**Source information**
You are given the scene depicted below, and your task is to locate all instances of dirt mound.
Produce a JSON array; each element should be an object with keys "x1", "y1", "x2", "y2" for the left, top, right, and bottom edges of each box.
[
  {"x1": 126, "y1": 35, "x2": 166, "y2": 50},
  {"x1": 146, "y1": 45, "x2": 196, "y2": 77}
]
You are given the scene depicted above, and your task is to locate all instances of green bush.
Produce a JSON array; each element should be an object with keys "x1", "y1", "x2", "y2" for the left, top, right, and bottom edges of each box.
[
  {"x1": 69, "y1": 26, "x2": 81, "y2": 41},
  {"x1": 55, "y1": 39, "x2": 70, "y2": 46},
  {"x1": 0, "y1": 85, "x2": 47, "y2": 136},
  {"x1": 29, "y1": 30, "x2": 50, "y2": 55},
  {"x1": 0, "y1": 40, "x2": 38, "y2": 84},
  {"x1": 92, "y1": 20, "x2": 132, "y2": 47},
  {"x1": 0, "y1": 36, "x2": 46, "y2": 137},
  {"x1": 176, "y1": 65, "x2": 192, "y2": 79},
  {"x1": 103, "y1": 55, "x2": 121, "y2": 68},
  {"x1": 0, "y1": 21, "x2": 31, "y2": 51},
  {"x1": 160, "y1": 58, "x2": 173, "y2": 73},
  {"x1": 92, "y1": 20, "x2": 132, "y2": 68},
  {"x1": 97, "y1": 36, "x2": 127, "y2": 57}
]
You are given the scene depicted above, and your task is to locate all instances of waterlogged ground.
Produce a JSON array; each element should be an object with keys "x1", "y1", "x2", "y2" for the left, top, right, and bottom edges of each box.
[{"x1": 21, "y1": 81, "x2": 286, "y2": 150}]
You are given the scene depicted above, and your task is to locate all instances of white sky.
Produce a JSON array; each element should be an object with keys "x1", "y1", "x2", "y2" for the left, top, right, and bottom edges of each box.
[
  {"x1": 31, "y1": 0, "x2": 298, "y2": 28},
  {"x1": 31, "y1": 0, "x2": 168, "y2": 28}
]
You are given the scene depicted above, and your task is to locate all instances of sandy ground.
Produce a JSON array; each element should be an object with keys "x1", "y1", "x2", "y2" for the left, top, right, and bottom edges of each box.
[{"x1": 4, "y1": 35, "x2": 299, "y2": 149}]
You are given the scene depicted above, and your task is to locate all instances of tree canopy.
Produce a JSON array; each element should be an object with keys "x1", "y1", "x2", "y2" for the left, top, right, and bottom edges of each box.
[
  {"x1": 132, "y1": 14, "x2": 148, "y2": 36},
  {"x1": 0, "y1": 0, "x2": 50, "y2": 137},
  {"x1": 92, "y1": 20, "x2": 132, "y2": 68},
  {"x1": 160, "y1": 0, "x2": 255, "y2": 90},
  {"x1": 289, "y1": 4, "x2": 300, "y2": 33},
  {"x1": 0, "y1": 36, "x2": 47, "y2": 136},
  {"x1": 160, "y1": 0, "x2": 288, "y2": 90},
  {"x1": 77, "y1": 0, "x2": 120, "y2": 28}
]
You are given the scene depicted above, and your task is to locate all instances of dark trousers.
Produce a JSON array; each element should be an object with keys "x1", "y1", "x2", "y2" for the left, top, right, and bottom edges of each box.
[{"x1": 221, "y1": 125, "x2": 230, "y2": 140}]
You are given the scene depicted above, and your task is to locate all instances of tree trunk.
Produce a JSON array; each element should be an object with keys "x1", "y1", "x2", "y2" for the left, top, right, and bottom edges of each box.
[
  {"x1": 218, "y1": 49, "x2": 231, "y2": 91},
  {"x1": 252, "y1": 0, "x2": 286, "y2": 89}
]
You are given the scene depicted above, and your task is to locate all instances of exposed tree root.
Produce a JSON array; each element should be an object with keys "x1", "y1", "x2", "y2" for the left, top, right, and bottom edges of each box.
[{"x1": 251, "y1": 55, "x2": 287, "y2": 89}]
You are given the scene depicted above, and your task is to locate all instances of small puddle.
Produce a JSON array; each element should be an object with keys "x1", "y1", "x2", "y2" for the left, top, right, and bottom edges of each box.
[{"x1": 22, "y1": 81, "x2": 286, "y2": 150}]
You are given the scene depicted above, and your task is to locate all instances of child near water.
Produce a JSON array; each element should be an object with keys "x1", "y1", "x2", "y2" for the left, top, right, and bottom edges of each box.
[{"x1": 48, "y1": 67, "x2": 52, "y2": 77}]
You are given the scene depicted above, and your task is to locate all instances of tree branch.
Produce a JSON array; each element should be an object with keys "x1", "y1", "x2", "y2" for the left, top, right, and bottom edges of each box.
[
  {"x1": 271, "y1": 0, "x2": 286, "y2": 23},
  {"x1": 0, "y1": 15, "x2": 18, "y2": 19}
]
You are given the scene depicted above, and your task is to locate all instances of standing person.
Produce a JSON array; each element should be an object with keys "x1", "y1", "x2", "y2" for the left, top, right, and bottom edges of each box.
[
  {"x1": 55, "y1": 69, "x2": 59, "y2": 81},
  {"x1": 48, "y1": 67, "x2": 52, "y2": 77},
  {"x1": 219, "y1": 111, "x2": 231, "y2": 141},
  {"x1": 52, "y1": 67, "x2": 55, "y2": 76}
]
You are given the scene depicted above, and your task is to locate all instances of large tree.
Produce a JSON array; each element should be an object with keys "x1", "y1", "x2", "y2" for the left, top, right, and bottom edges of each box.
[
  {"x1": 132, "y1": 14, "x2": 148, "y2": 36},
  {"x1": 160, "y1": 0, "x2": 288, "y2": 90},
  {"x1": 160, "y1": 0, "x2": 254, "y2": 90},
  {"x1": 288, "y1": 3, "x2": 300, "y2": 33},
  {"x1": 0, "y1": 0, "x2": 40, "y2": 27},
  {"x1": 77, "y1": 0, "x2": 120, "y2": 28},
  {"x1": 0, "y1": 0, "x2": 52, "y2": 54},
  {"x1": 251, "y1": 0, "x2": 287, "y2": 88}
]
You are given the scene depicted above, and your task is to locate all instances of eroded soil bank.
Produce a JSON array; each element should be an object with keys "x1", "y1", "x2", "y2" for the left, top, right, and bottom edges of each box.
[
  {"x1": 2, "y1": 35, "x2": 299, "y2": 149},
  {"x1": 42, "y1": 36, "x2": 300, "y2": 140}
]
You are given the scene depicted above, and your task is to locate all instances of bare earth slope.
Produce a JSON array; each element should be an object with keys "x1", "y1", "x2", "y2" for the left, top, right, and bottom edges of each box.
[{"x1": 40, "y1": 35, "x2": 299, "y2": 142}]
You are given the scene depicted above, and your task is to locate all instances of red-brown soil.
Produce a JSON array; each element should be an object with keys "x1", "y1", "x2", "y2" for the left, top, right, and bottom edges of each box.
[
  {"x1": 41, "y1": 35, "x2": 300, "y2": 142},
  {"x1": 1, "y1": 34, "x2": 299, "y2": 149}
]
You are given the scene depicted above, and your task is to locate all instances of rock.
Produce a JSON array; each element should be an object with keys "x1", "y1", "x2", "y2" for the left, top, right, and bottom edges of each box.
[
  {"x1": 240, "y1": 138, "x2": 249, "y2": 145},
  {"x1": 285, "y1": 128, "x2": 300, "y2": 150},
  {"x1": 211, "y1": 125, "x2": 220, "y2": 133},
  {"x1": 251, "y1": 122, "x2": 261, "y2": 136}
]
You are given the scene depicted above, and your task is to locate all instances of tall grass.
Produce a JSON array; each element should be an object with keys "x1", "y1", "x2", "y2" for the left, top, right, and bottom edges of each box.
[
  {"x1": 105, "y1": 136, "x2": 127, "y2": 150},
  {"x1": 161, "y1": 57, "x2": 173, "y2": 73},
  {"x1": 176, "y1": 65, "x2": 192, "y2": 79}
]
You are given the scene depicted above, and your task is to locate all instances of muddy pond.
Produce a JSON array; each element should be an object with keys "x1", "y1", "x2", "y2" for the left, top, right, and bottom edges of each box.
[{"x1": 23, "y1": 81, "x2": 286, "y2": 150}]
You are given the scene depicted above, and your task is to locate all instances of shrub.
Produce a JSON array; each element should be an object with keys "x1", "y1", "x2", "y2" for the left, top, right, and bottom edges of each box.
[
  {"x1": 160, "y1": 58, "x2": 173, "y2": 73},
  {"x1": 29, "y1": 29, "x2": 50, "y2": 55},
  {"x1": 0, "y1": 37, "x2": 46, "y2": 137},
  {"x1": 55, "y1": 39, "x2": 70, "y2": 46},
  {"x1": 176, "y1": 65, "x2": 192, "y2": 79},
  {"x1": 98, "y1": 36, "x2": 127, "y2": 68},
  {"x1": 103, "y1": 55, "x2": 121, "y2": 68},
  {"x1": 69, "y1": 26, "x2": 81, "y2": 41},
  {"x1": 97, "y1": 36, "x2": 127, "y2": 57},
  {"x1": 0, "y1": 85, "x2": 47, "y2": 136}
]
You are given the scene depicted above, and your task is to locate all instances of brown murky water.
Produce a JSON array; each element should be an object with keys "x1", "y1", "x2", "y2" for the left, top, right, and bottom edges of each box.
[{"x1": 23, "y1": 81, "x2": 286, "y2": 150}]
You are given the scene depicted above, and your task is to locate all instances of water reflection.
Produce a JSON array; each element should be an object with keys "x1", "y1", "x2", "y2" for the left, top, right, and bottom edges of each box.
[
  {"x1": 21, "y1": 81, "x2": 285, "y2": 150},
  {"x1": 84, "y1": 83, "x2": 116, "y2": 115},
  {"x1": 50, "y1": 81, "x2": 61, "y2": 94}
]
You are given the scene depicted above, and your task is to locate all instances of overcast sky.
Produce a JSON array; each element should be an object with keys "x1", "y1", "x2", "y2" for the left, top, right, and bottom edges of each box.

**Aim of the task**
Extract each line from the listing that holds the word "soil".

**Output for this exercise**
You are given the scene depicted above, and your task is to locate all instances of eroded soil bank.
You are given the scene depicted above, and your task is to locate all instances of red-brown soil.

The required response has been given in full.